> [Activity 1]
Answer these about the text on HT and endothelial function, one line each:
(a) How many in vitro studies did the three database searches identify?
(b) What tool was used for the risk of bias analysis?
(c) How many of the studies showed low risk of bias?
> [Activity 2]
Please pick up the text on HT and endothelial function after its last sentence and continue it.

> [Text]
################

Three electronic database searches identified 19 in vitro (Table 1) and 4 studies that include both in vivo and in vitro (Table 2) analysis related to the action of HT in enhancing endothelial function and inhibiting proliferation of VMSCs which are involved in the suppression of intimal hyperplasia development. Data extracted from the selected articles is presented in Table 1. Most experiments were conducted utilizing human umbilical vein endothelial cells (HUVECs), human vascular endothelial cells (HVEC) and porcine pulmonary artery endothelial cells (PAECs). However, monocyte cell lines such as U937 and Jurkat were also used in 3 studies. Bovine vascular smooth muscle cells (BVSMVs) and human microvascular endothelial cells (HMVECs) were utilized in 2 studies. Human microvascular cell line, bovine aorta endothelial cells (BAECs), human peripheral blood cells, myoblast, rat vascular smooth muscle cells, and vascular adventitia fibroblast were also utilized. Two in vivo studies were conducted on mice while one was done in a rat model.
Risk bias analysis was conducted using modified version of Office of Health Assessment and Translation (OHAT). Overall, twenty-one out of twenty-three studies showed low risk bias. Two in vitro, two in vivo and one in vitro and ex vivo studies showed low risk of bias when they fulfill the selection criteria and reported all outcomes. In contrast, two studies showed high substantial risk of bias due to insufficient sample number and unclear adverse event reporting. A summary of risk bias analysis presented in Table 3.

################

> [Records]
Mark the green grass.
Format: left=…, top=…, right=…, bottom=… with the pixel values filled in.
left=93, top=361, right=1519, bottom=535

################

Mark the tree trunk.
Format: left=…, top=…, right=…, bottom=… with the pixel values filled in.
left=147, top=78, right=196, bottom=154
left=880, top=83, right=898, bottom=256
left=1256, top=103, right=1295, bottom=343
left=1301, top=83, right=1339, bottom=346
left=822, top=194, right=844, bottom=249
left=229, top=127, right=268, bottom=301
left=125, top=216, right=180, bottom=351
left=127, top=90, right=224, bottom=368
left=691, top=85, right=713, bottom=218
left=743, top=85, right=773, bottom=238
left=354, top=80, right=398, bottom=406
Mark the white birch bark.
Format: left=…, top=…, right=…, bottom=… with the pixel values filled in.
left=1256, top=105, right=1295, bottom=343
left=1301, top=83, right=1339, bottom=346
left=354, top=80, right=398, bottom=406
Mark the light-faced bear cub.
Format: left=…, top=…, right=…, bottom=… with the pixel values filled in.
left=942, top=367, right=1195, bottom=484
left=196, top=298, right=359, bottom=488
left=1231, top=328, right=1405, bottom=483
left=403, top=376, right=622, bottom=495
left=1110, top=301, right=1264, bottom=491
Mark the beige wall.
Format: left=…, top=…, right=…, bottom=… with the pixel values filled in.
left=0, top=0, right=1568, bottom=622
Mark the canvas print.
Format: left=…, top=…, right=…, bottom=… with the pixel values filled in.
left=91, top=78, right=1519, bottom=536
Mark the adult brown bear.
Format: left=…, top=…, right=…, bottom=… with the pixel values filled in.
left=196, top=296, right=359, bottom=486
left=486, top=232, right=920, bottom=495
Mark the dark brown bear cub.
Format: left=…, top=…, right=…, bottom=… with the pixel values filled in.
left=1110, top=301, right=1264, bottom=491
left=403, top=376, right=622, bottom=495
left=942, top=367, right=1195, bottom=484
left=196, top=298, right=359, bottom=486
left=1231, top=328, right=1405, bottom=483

################

> [Answer section 1]
(a) 19
(b) A modified version of Office of Health Assessment and Translation (OHAT)
(c) Twenty-one out of twenty-three

> [Answer section 2]
HT Role as an Antioxidant
Antioxidant potential of HT comes from its chemical presence of hydroxyl (OH) groups in the ortho position. These OH groups are responsible in forming stable hydrogen bonds by scavenging reactive oxygen species (ROS) such as hydrogen peroxide (H2O2), superoxide ion (O2−), hydroxyl radical (OH−), and reactive nitrogen species (RNS) (Napolitano et al., 2010). HT regulates vascular homeostasis by balancing cellular oxidation stress and in addition to that, treatment with HT increase the production of nitric oxide (NO) which directly plays a crucial role in endothelial cells (ECs) functioning (Sandoo et al., 2010) such as inhibition of inflammation, cell adhesion (Reglero-Real et al., 2016), platelets interactions (Hamilos et al., 2018) as well as maintaining vessel tone (Norton and Popel, 2016).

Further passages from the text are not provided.